Exercise description: Reproduce every one of the records below word for word and in the same order, without changing anything.

Excerpted records:
>>>

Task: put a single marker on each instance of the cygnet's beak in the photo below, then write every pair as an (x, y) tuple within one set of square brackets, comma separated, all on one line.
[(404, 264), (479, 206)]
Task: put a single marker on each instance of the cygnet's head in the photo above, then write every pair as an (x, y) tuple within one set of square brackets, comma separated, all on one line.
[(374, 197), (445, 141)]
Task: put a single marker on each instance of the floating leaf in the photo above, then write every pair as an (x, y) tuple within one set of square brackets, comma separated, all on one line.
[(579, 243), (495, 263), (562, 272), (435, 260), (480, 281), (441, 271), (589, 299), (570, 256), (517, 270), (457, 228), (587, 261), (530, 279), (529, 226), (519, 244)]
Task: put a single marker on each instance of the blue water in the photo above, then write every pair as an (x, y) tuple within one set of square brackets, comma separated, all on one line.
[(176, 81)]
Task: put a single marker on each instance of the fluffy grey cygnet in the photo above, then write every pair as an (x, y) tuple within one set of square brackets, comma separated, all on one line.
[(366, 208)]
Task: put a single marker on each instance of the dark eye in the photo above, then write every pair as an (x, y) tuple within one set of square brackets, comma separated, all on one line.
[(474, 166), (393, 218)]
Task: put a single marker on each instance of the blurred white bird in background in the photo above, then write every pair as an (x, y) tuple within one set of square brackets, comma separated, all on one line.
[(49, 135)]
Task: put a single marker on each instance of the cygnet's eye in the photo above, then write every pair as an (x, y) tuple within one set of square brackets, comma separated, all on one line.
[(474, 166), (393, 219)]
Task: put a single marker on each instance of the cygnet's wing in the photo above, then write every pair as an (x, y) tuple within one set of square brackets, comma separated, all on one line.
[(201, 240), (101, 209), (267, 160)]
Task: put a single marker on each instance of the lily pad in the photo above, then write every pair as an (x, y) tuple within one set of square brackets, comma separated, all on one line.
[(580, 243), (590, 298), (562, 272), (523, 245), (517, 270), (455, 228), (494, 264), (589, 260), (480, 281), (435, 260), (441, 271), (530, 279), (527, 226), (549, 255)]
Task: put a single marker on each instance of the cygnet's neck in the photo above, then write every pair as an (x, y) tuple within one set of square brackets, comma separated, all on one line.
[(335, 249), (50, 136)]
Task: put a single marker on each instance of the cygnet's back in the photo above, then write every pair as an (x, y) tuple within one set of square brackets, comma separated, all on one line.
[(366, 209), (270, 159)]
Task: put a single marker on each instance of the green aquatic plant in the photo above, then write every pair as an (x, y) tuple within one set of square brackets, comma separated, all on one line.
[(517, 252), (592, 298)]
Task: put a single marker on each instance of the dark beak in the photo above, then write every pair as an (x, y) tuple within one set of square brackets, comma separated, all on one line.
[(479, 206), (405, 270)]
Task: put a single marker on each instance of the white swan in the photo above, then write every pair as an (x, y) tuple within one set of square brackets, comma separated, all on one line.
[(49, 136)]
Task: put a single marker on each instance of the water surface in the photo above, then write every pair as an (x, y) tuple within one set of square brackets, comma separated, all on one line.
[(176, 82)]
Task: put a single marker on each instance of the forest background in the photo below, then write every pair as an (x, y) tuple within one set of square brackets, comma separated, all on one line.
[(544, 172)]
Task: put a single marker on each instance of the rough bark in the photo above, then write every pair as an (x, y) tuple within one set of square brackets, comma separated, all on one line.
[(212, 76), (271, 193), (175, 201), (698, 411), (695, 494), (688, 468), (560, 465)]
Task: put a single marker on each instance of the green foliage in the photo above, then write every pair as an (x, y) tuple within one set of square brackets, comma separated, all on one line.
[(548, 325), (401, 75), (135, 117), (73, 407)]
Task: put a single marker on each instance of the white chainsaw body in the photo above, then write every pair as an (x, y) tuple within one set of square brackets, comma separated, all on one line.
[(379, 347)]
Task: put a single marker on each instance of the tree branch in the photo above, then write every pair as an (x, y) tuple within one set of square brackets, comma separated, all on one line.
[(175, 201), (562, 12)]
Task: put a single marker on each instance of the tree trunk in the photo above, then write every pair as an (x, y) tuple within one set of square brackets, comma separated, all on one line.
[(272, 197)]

<<<

Response:
Task: put a single marker on each instance of the cygnet's beak in the photo below, then write every pair as an (x, y) tuple within one set of square brackets, comma separated, all on one line.
[(404, 264), (479, 206)]
Task: put a single marker on each instance of the cygnet's head in the photo above, then write every pair as an (x, y) tuple within one set of square brackets, comma separated, all on one line.
[(374, 197), (445, 141)]
Task: put a single marker on each instance of the floating leaf in the photo above, then write every pair as an (x, y) tuple within one set of square brackets, comma separated, all on one line.
[(579, 243), (495, 263), (562, 272), (435, 260), (480, 281), (441, 271), (589, 299), (570, 256), (517, 270), (457, 228), (587, 261), (530, 279), (529, 226), (519, 244)]
Task: put a single marker on each instance of the blue water in the photo above, then write every pair as an (x, y) tuple within one set of square brackets, comma separated, all on one line.
[(176, 81)]
Task: put a single marker on each instance of the fluffy grey cygnet in the photo above, then write every pair as an (x, y) tuple within one set of square brackets, comma separated, all on one line.
[(366, 208)]
Task: put a single marker on each instance of the dark eye in the photo above, then write every pair as an (x, y) tuple within one set of square brackets, comma separated, all on one line.
[(474, 166), (393, 218)]
Task: put a single marker on each instance of the blurred white bird in background in the photo above, then write every pair as an (x, y) tuple within one set of square brackets, comma separated, all on one line.
[(49, 135)]
Task: put a single marker on each instance of the cygnet's eye in the photo above, then write every pair as an (x, y) tuple within one set of square brackets, comma separated, all on one line.
[(474, 166), (393, 219)]
Task: put a single marker on each instance of the cygnet's wing in the photo above, then write every pair as an (x, y) tuple within one set of square brackets, comma separated, all on one line.
[(201, 240), (101, 209), (267, 160)]
Task: put a single marker on each instance of the lily pad in the photo above, then write every pair as an (x, y) tuple within one set of square brackets, comma separated, all on one line.
[(580, 243), (590, 298), (562, 272), (523, 245), (517, 270), (455, 228), (494, 264), (589, 260), (480, 281), (435, 260), (441, 271), (530, 279), (527, 226), (549, 255)]
Task: put a single marker on each instance of the cygnet's neck in the photo above, then write every pair as an (x, y) tuple within one set of square brackets, comma separated, all on one line.
[(335, 249), (50, 136)]
Task: put a single marker on each instance of the cygnet's back in the photo above, then write every pair as an (x, y) tuple within one set of square brackets, comma separated, all on one line.
[(366, 209), (270, 159)]
Task: put a single marker on each instance of the green aquatic plant in the photo above, then write every pair as an (x, y) tuple within one set of square brackets, comma separated, all on one line.
[(517, 252), (592, 298)]
Task: put a single marker on each instance of the dark beak in the photo above, then write every pair as an (x, y) tuple within one set of square brackets, comma separated, all on one line.
[(479, 206), (405, 270)]
Task: put a single marker on each instance of the white swan in the photo above, then write every pair as an (x, y) tuple within one set of square brackets, comma separated, all on one line.
[(49, 136)]
Task: put a single marker on each instance of the water surface in the photo above, then write every pair as an (x, y) tuple within one set of square brackets, comma separated, all on one line.
[(176, 82)]
Task: put a single marker on each instance of the forest background in the photo below, then write every pair as an (x, y) tuple within one set of square brackets, comma separated, all on one line.
[(544, 172)]
Task: put a single marker on each instance of the rough bark in the photo above, then write every pair as an (x, y) tuple within one set of square brackets, comma separated, all on one line.
[(212, 76), (271, 193), (175, 201), (698, 411), (695, 494), (688, 468), (560, 465)]
Task: put a single marker on each instance of the green foliage in the photo above, then write every pair as an (x, y) tuple within one set of square brackets, comma separated, all on one line.
[(548, 325), (401, 75), (135, 117), (73, 407)]
Task: put a single marker on each instance of the white chainsaw body in the photo above, then write every pair as an (x, y) tuple within one set of square brackets, comma separated, all on one line.
[(379, 347)]
Task: put a single marker on each instance of the tree branch in the photo above, then write every pair as an (x, y) tuple within one set of square brackets, comma separated, all on one line.
[(175, 201), (562, 12)]
Task: put a single marker on each instance of the tree trunk in the photo above, then write every pair as an (x, y) tuple within one set of square brackets, comma separated, all on one line.
[(272, 197)]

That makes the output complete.